> _ARTICLE_
As a public artist, Richard Hunt is known as a creator of abstract metal works, each a unique shrine to the human spirit. With over 30 public works in the Chicago area alone, one Hunt aficionado noted, “you kind of bump into them all the time.” In Chicago, Jacob’s Ladder, an indoor commission for the south side’s Carter G. Woodson Public Library, and Freeform (1992), an outdoor commission on a glass wall of the restored State of Illinois office building on LaSalle Street, illustrate Hunt’s range and vision. There is even a public map of the Hunt sites in Chicago. Hunt’s work is also in public collections in New York City, Washington D.C., Cleveland, and Chattanooga, and in college towns such as Storrs, Connecticut, and Kalamazoo, Michigan. In Memphis, I Have Been to the Mountain (1977) graces the Martin Luther King, Jr. Memorial. In Atlanta, Hunt’s Wisdom Bridge (1990), a commission for the Atlanta Public Library, demonstrates the artist’s expertise at developing potent themes into durable outdoor art.

Dataset rows on object locations
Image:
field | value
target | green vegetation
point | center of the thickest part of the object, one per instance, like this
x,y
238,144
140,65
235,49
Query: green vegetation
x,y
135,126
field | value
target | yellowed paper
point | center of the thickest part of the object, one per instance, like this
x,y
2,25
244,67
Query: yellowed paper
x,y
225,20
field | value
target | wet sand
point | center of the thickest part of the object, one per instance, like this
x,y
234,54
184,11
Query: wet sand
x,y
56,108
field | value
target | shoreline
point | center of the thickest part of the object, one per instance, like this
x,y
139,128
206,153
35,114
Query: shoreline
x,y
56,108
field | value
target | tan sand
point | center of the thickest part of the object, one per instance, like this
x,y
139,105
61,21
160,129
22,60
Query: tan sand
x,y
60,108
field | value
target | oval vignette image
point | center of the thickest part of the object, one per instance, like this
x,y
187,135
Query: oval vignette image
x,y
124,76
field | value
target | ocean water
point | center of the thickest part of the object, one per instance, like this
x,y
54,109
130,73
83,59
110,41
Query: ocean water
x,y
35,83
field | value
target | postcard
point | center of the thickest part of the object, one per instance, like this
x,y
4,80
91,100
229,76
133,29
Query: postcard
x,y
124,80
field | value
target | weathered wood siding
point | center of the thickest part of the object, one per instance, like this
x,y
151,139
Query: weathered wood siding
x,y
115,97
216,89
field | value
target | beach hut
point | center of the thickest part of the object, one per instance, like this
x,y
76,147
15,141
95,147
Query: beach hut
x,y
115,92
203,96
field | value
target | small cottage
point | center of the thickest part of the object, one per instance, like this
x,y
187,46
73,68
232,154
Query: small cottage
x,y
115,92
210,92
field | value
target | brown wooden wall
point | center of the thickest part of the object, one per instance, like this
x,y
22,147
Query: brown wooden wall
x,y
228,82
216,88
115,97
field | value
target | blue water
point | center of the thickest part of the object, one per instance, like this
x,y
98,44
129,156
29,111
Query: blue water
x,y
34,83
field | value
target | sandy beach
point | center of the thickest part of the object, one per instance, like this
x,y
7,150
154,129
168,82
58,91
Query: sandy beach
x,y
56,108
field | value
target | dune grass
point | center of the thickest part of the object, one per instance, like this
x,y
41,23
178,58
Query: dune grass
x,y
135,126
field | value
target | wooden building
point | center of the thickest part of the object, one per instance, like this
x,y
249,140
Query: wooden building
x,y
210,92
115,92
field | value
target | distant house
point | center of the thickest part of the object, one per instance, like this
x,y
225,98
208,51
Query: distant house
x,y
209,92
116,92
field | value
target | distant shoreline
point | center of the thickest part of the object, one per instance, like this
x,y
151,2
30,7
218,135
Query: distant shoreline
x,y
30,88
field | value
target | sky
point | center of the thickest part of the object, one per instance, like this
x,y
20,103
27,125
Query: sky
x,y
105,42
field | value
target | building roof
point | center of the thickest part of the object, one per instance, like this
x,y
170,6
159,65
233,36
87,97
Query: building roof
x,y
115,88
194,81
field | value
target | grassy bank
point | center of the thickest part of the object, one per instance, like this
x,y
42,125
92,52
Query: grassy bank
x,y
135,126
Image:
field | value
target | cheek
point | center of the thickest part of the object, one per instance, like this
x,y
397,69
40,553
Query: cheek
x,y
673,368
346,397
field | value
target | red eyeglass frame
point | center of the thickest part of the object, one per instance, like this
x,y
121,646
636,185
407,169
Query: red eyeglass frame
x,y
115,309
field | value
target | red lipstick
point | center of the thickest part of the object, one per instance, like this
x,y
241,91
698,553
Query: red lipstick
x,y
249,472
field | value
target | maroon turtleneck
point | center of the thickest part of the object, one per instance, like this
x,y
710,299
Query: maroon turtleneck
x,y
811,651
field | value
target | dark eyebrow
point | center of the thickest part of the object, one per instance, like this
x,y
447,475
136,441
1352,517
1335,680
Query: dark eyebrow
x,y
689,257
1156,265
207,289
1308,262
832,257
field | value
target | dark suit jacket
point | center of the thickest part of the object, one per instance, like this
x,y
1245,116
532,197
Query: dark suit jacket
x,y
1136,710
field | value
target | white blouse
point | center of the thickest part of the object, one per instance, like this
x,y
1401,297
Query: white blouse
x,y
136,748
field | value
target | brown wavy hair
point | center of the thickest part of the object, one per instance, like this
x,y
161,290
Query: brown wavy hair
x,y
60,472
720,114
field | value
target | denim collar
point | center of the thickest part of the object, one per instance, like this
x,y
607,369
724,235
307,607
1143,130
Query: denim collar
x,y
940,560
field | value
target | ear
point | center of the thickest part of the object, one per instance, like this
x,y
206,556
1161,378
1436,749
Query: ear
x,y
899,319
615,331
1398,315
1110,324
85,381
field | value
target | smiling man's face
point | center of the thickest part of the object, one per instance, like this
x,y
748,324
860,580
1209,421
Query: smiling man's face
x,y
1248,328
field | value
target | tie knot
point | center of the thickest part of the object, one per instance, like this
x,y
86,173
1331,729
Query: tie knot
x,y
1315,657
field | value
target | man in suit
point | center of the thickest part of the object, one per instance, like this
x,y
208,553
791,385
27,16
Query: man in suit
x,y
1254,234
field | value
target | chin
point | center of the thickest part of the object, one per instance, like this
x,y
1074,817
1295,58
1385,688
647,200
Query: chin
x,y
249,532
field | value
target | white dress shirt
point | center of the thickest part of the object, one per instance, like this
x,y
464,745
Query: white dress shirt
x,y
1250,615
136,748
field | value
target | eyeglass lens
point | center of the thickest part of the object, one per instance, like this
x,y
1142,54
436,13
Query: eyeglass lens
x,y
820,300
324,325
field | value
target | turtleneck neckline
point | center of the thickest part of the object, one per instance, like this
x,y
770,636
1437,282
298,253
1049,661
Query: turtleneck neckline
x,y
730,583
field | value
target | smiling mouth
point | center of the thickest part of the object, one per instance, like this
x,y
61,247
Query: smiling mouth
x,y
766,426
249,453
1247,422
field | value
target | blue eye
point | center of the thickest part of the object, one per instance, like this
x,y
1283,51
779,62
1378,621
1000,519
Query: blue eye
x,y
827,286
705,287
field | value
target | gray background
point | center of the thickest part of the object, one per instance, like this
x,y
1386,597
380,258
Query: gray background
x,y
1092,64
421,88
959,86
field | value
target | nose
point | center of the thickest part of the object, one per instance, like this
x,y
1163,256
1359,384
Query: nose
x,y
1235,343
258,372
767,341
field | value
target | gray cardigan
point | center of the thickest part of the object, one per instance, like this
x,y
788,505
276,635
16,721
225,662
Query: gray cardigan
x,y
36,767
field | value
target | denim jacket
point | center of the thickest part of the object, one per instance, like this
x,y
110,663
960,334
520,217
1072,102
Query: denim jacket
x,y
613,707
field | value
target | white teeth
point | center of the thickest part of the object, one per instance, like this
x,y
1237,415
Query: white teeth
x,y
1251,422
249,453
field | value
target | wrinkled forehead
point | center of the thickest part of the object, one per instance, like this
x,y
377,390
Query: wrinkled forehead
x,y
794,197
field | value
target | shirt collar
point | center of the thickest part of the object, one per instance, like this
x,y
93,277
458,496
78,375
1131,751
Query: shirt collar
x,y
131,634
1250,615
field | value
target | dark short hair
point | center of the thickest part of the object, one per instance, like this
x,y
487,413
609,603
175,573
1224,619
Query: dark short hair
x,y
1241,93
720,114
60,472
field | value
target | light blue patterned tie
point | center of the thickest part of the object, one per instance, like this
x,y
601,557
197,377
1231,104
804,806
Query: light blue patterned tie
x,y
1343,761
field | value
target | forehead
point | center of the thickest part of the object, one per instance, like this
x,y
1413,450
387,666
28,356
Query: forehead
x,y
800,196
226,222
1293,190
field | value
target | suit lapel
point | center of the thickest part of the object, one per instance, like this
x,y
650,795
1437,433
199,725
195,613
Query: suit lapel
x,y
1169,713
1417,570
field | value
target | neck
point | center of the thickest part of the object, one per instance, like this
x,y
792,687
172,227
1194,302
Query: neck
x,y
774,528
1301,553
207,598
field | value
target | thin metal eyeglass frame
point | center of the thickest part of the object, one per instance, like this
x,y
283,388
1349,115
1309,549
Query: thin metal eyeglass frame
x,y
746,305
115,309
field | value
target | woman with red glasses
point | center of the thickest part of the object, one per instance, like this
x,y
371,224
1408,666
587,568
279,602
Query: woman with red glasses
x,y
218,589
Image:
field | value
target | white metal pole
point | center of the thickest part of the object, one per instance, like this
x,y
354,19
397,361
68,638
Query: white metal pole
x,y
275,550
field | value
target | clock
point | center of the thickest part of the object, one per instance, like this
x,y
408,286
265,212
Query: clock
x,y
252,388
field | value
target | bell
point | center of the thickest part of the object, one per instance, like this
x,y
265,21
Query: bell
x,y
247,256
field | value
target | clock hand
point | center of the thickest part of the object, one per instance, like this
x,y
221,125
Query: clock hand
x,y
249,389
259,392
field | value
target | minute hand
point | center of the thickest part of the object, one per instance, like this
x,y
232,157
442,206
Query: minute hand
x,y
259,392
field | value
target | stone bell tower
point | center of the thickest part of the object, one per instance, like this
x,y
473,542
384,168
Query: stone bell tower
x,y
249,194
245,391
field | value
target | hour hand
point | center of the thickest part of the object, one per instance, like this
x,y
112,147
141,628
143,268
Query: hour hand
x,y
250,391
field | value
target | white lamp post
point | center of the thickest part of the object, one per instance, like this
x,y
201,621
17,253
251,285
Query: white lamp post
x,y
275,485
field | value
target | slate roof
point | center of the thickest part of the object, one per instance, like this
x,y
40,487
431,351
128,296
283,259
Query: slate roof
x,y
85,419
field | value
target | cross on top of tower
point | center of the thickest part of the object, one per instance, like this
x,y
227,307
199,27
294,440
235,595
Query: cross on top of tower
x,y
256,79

> _EXERCISE DETAILS_
Carry on the passage about Richard Hunt's public sculptures, starting right after its last sentence.

> _RESULT_
Hunt’s public art, with its images of strength, endurance, and wit, balances his studio sculpture, which is more intimate, intricate, and enigmatic. He recently had a retrospective at the Studio Museum in Harlem, as well as concurrent exhibitions at the Museum of African-American History and the G.R. N’Namdi Gallery in the Detroit area. An exhibition of work has also traveled in Africa through the auspices of the United States Information Service. The following interview was conducted in St. Louis during the installation and dedication of Wingways (1997).
Castro: Two directions that you incorporate into your art are the metal craft traditions of Julio Gonzalez, David Smith, and Picasso and the post-World War II use of industrial methods in fine arts. Would you elaborate on each?
Hunt: The direct-metal, open-form welding tradition typically is traced from Julio González and Picasso, in that González helped Picasso make his early welded sculpture and went on to develop his own style. Then you have the Americanizing spin of David Smith, who saw the work of González in Paris, which led him toward the direct-metal, open form that characterized his work of the ’40s and ’50s. Then other people took it up.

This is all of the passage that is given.